Dataset records:
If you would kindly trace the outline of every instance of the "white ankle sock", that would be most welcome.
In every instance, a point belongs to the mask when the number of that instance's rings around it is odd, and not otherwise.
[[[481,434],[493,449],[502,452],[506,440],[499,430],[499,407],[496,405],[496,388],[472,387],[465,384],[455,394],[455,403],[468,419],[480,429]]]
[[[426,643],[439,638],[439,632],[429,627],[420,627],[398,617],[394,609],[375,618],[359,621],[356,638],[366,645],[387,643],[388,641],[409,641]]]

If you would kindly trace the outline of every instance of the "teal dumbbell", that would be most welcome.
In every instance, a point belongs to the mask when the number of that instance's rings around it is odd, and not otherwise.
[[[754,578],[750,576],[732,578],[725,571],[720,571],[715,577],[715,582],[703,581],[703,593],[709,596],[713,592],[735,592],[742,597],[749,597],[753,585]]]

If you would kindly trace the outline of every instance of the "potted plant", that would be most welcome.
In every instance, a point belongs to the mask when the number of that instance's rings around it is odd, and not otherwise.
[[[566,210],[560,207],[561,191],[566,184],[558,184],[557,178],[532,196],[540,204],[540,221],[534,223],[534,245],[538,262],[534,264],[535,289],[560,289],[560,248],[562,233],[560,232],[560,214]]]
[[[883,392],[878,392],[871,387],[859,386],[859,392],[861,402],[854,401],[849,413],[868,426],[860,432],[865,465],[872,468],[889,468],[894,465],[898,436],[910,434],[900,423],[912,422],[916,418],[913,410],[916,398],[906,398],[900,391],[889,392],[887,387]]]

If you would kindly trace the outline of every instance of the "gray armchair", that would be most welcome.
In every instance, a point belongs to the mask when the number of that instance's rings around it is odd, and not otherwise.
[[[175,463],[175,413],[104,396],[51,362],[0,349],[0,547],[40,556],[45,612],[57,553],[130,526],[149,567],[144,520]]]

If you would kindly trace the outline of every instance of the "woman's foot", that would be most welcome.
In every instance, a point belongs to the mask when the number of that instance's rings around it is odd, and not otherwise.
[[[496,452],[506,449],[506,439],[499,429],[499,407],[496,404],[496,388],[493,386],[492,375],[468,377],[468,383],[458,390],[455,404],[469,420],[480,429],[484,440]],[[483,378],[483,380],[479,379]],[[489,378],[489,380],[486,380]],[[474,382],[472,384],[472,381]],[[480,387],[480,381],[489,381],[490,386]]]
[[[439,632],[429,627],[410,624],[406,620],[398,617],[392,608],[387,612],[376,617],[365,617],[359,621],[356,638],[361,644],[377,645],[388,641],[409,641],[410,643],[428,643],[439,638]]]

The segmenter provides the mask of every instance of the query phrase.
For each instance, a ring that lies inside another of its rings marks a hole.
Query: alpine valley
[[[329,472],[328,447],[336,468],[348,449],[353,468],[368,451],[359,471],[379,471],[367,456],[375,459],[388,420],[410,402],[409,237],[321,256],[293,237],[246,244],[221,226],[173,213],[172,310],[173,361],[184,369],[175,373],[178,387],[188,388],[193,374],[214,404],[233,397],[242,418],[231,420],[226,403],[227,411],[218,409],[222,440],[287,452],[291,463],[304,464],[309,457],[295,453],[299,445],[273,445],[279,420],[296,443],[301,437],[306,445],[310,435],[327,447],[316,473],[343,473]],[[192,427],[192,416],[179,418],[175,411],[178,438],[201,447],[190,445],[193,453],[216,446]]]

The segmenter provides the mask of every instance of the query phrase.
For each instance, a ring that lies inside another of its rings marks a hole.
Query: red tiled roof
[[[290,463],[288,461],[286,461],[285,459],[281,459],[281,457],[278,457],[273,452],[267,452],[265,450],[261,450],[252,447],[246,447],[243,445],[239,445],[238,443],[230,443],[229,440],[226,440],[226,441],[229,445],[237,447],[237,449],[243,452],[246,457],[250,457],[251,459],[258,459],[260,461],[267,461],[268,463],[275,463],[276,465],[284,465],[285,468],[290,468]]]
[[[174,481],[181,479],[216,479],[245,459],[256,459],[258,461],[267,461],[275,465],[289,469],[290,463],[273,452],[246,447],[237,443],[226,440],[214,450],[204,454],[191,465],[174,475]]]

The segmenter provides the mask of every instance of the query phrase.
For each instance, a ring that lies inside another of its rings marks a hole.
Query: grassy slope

- Directions:
Reproduce each entry word for word.

- Response:
If you would kindly trace the outline of every instance of the "white ankle sock", that would be most welcome.
In every instance, a point belongs to the mask when the number of that instance's rings around it is odd, and not otherwise.
[[[481,434],[493,449],[502,452],[506,440],[499,430],[499,407],[496,405],[496,388],[472,387],[465,384],[455,394],[455,403],[468,419],[480,429]]]
[[[426,643],[439,638],[439,632],[429,627],[420,627],[398,617],[394,609],[375,618],[359,621],[356,638],[366,645],[387,643],[388,641],[409,641]]]

If you would kindly trace the outline of every instance of the "teal dumbbell", that would be most welcome.
In every instance, a point belongs to the mask when the number of that instance's rings around it is odd, and not otherwise.
[[[754,578],[750,576],[732,578],[725,571],[720,571],[715,577],[715,582],[703,581],[703,593],[709,596],[713,592],[735,592],[742,597],[749,597],[753,585]]]

If you would kindly trace the outline of every instance of the "potted plant", that would be most welcome.
In every instance, a point belongs to the mask when the number of that instance's rings around it is odd, and not otherwise.
[[[566,210],[560,207],[561,191],[566,184],[558,184],[557,178],[532,196],[540,204],[540,221],[534,223],[534,245],[538,262],[534,264],[535,289],[560,289],[560,248],[562,233],[560,232],[560,214]]]
[[[883,392],[878,392],[871,387],[859,386],[859,392],[861,402],[854,401],[849,413],[868,426],[860,432],[865,465],[872,468],[889,468],[894,465],[898,436],[910,434],[900,423],[912,422],[916,418],[913,410],[916,398],[906,398],[900,391],[889,392],[887,387]]]

If you would kindly trace the outline of every instance of the "gray armchair", that would be most welcome.
In every instance, a point belongs to the mask when the number of that instance's rings around it is odd, and not otherwise.
[[[175,463],[175,413],[104,396],[51,362],[0,349],[0,547],[40,556],[45,612],[57,553],[130,526],[149,567],[144,520]]]

If you would kindly trace the outline of every instance of the "woman's foot", that would be most welcome.
In every instance, a point belongs to the mask when the number of that instance's rings around it is odd, and not otherwise.
[[[496,452],[506,449],[506,439],[499,429],[499,407],[496,404],[496,388],[493,386],[492,375],[468,377],[468,383],[458,390],[455,404],[469,420],[480,429],[484,440]],[[483,378],[483,380],[479,379]],[[489,378],[489,380],[486,380]],[[474,382],[472,384],[472,381]],[[480,387],[480,381],[489,381],[490,386]]]
[[[439,632],[429,627],[410,624],[406,620],[398,617],[392,608],[387,612],[376,617],[365,617],[359,621],[356,638],[361,644],[377,645],[388,641],[409,641],[410,643],[428,643],[439,638]]]

The segmenter provides the mask of every instance of the query phrase.
For each instance, a ring that lies inside another of its rings marks a hole.
Query: alpine valley
[[[329,472],[328,447],[336,468],[348,449],[353,468],[368,451],[359,471],[379,471],[367,456],[375,459],[388,420],[410,402],[409,237],[321,256],[293,237],[246,244],[221,226],[173,213],[172,310],[173,361],[184,369],[175,373],[178,387],[188,388],[193,374],[214,404],[233,397],[242,418],[231,420],[226,403],[227,411],[218,409],[222,440],[287,452],[291,463],[304,464],[309,457],[295,453],[299,445],[273,445],[279,420],[296,443],[301,437],[306,445],[310,435],[327,447],[316,473],[343,473]],[[192,427],[192,416],[179,418],[175,411],[178,438],[201,447],[190,445],[193,453],[216,446]]]

The segmenter provides the mask of every instance of the query phrase.
For each instance, a ring that lies inside another of its rings marks a hole.
Query: red tiled roof
[[[290,463],[288,461],[286,461],[285,459],[281,459],[281,457],[278,457],[273,452],[267,452],[265,450],[261,450],[252,447],[246,447],[243,445],[239,445],[238,443],[230,443],[229,440],[226,440],[226,441],[229,445],[237,447],[237,449],[243,452],[246,457],[250,457],[251,459],[258,459],[260,461],[267,461],[268,463],[275,463],[276,465],[284,465],[285,468],[290,468]]]
[[[174,481],[181,479],[216,479],[245,459],[256,459],[258,461],[267,461],[275,465],[289,469],[290,463],[273,452],[246,447],[237,443],[226,440],[214,450],[204,454],[191,465],[174,475]]]

The segmenter provides the mask of every instance of the query phrase.
For each instance, a ring that lies inside another of its rings marks a hole.
Query: grassy slope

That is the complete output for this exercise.